EXERCISE: Please reproduce everything from the start of the material down to the line containing "[(383, 649), (534, 651)]", both ends included. Multiply each coordinate in the answers by 0.65 and round it to a whole number, with halves rounded up, and leave every other number and all other wording as it is.
-- BEGIN STORED RECORDS --
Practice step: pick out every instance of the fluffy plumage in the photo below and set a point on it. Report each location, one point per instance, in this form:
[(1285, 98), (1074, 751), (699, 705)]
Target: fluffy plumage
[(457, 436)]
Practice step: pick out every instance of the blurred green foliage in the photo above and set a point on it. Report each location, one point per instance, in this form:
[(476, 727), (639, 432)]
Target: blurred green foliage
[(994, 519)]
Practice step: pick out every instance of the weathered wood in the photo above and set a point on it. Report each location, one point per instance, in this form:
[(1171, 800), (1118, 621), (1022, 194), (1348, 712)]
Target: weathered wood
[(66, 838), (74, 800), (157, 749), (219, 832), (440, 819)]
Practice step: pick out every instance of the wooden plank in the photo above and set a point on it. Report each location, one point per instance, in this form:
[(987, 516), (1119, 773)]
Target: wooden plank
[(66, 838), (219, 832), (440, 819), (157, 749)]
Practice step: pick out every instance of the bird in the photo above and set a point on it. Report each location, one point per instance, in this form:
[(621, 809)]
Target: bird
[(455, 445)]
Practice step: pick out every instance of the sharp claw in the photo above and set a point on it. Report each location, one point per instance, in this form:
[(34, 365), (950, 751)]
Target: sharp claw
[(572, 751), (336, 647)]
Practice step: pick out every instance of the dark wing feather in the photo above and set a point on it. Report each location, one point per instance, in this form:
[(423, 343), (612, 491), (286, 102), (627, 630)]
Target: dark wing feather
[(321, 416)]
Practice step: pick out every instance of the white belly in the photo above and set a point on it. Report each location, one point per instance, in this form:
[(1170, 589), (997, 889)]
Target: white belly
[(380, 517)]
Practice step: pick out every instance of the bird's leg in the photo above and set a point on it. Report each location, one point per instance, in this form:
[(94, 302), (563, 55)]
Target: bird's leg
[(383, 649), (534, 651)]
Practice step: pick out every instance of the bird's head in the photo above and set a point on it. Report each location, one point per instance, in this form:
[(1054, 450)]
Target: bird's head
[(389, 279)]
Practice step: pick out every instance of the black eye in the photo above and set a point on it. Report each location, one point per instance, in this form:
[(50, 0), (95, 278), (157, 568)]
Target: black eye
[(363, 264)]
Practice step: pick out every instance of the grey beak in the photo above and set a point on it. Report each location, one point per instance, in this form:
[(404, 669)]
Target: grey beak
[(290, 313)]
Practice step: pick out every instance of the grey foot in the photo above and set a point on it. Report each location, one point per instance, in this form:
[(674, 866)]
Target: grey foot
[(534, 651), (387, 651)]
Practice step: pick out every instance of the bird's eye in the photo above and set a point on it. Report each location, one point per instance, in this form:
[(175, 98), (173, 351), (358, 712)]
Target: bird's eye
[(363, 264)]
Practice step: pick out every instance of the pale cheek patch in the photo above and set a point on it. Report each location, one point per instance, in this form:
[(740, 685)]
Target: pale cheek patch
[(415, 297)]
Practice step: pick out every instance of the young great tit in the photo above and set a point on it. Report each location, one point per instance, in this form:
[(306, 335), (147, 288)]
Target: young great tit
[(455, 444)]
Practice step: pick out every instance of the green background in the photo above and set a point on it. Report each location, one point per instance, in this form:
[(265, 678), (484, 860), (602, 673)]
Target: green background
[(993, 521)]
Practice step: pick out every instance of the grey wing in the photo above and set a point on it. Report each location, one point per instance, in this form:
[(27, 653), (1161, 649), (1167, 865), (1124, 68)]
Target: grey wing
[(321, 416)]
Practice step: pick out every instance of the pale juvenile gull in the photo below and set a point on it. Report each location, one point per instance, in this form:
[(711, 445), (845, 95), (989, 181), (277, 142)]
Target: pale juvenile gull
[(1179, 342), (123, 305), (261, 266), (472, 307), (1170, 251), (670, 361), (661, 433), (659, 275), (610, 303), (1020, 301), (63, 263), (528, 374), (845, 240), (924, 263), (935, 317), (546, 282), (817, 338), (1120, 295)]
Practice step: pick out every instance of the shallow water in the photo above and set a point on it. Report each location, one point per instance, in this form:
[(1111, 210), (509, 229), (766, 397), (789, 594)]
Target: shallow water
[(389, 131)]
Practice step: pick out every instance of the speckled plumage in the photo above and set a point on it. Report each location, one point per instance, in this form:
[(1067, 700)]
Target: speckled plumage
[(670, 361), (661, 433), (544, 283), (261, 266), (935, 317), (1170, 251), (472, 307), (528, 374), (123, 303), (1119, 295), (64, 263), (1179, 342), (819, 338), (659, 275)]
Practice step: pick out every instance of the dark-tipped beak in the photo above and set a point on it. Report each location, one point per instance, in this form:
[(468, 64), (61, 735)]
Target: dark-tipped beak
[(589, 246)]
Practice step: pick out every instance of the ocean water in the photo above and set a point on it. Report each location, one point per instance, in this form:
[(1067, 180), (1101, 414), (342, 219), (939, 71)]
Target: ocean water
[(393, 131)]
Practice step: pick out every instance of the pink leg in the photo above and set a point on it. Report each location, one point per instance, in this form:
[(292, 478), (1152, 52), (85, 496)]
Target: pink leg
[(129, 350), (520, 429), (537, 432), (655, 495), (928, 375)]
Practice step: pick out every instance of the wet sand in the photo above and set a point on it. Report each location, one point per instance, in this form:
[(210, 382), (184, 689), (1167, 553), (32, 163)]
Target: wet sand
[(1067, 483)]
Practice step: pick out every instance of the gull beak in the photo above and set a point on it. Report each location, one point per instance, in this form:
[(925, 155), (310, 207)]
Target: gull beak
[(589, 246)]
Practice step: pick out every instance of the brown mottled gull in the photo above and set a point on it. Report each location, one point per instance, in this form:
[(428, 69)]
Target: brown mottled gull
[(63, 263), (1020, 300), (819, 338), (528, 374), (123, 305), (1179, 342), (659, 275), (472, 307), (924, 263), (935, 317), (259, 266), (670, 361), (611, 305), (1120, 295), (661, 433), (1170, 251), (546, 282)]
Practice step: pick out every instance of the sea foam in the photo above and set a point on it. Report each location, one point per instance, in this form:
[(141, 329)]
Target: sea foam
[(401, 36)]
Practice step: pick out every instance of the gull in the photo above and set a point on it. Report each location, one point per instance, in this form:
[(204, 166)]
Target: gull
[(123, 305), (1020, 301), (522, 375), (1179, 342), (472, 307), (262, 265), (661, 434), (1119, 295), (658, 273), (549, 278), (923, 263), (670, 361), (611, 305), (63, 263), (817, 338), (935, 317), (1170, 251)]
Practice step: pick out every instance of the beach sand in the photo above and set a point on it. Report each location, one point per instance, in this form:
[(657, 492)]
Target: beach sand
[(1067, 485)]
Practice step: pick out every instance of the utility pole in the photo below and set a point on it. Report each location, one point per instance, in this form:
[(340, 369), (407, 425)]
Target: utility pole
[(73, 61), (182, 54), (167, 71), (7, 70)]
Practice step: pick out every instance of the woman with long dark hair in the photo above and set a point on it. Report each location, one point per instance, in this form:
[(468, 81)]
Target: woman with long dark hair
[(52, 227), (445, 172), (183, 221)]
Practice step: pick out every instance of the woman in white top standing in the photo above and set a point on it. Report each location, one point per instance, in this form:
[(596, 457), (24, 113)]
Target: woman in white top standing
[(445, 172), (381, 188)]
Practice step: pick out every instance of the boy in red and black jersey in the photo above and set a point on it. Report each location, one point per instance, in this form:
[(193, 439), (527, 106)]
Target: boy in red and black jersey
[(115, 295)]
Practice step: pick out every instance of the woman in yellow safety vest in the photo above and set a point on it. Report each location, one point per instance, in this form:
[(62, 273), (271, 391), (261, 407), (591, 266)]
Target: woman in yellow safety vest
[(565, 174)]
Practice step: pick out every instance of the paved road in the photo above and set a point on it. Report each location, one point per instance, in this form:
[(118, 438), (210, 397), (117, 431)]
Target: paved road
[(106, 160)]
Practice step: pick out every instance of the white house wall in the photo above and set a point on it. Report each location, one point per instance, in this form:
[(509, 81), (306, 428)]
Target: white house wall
-- END STORED RECORDS --
FINAL RESULT:
Practice step: pick out every instance of the fluffy plumage in the photo below and set a point on it. Report each location, one point per instance, in this form:
[(1285, 98), (1074, 751), (699, 705)]
Target: fluffy plumage
[(297, 283)]
Practice step: pick out every instance of the blurred green foliage in the photo above and set a point on it. Report each location, one point per instance, in this form:
[(476, 727), (639, 432)]
Target: blurred green foliage
[(646, 337)]
Practice step: pick out every instance of the weathered wood in the photo above and set a point on it. Report each location, one point per instance, in this form:
[(1171, 800), (1118, 621), (1022, 194), (1348, 712)]
Target: weathered wood
[(43, 545), (48, 520), (102, 487), (142, 541), (286, 532)]
Practice step: pick out every instance of the wooden plank in the photo above and set a point on it. Report each location, one point per instance, in this form:
[(987, 516), (1119, 773)]
Target: wooden plank
[(43, 545), (142, 541), (286, 532), (102, 487)]
Practice step: pick out every instance of the bird in the photo above and set a point on it. Report each location, one point per instance, in this form:
[(621, 809)]
Target: bird
[(296, 289)]
Practice step: pick out every instance of the sharp claw in the photo above and set a point on it. Report each location, one point per instance, in this form:
[(34, 365), (950, 751)]
Target: sharp claw
[(372, 488), (218, 421)]
Practice step: pick out every instance of the dark wing feather in the photo above and set a point on it. Report each location, one point per instance, in this form:
[(423, 343), (612, 491), (286, 102), (627, 630)]
Target: dark wing feather
[(209, 270)]
Practice step: pick out every instance of the white belly in the photo above and set a point on it. Report each location, one point per instance, in this form:
[(1170, 589), (997, 889)]
Target: white belly
[(247, 336)]
Practice step: pick out every instance of the bird's leg in the photo above and set a point on it. Report each location, one point per instance, in this form:
[(94, 302), (563, 55)]
Target: bird's leg
[(249, 422), (347, 423)]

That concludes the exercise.